PITTSBURGH (AP) - The family reunion will be short. Whether it will be sweet hardly matters. At last, the wounds of 21 years of futility have finally started to heal.
One magical summer took care of all that.
When the Pittsburgh Pirates take the field for Monday’s opener against the rebuilding Chicago Cubs, they’ll do it without the burden of two decades of losing. They’ll do it with the momentum that comes after the best season in a generation, and something just as valuable as they try to prove their breakout 2013 was no fluke: legitimate optimism.
“I feel very confident about the hunger in the room, the focus on getting better,” manager Clint Hurdle said. “These guys work hard and they have a lot of fun. It’s a unique combination to be a part of.”
One last bit of housekeeping awaits for the Pirates before 2014 begins. In a nod to the club’s storied past and its promising present, two familiar faces will provide some closure on a breathtaking season when Barry Bonds and Jim Leyland present their current-day counterparts with a little hardware.
Bonds will hand star center fielder Andrew McCutchen the 2013 NL MVP Award. Leyland will do the same for Hurdle, the 2013 NL Manager of the Year.
Leyland remains a beloved figure 18 years after his departure. Bonds, whose decision to leave Pittsburgh for San Francisco following the 1992 season marked the start of the darkest era in Pirates history, does not.
Though their reception might be mixed, their presence will serve as a symbolic closing of one of the most ignominious chapters in the history of professional sports.
Finally, baseball is back in Pittsburgh. And the current group of Pirates plans to keep it that way.
“This is a group that has come together,” Hurdle said. “They know what they want, they know the sacrifice they have to make to get there. They don’t overcook things mentally and they’re pretty good at moving on from minor disappointments or setbacks.”
Perhaps it’s fitting then, that the player who exemplified Pittsburgh’s resurgence in 2013 will take the mound in the opener. Last spring, left-hander Francisco Liriano was rehabilitating a broken right arm and wondering if the mechanical changes to his delivery would ever pay off.
He ended the season with 16 wins, had two more solid starts in the playoffs and begins 2014 elevated to the role of ace after veteran A.J. Burnett bolted for Philadelphia in free agency.
It’s a position Liriano does not take for granted after spending five years trying to regain the form he flashed before Tommy John surgery derailed his career in 2007.
“It’s an honor,” Liriano said. “I just want to stay calm and try to go as deep in the game as I can.”
While most preseason predictions have the Pirates still in the mix in the highly competitive NL Central, the Cubs have replaced Pittsburgh as the team moored at the bottom of the standings. Chicago hasn’t finished above .500 in five years, the club’s longest streak of futility since 1985-88.
Though President of Baseball Operations Theo Epstein’s project remains very much a work in progress, the Cubs have some building blocks, including opening day starter Jeff Samardzija. The right-hander pitched eight innings of two-hit ball while beating Pittsburgh in the opener last year, though it did little to prevent Chicago from a miserable April that doomed it to another also-ran finish.
Although the Cubs allow they have some catching up to do, they’re not exactly planning on playing down to diminished expectations.
“We’re going to stick with the positive mentality,” pitcher Jason Hammel said. “It’s a big year for everybody. We’re not going to pay attention to what everybody else says. We know what we have in this clubhouse and we’re just going to keep pushing each other and picking each other up. We have very high expectations for ourselves and that’s just the way it is. If we get off on a good roll, who knows what can happen?”

§ **Activity 1**
Could you reproduce, word for word, the part of the Pirates opener article that opens with the words containing "One magical summer" and closes with "fluke: legitimate optimism."?
§ **Activity 2**
Who are all the people whose spoken words are directly quoted in the Pirates opener article?

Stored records
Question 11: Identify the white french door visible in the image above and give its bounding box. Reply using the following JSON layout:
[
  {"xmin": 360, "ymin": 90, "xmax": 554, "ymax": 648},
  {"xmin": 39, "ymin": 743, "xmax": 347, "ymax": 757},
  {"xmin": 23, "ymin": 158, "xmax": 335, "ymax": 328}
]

§ **Response area 1**
One magical summer took care of all that.
When the Pittsburgh Pirates take the field for Monday’s opener against the rebuilding Chicago Cubs, they’ll do it without the burden of two decades of losing. They’ll do it with the momentum that comes after the best season in a generation, and something just as valuable as they try to prove their breakout 2013 was no fluke: legitimate optimism.

§ **Response area 2**
Clint Hurdle, Francisco Liriano, Jason Hammel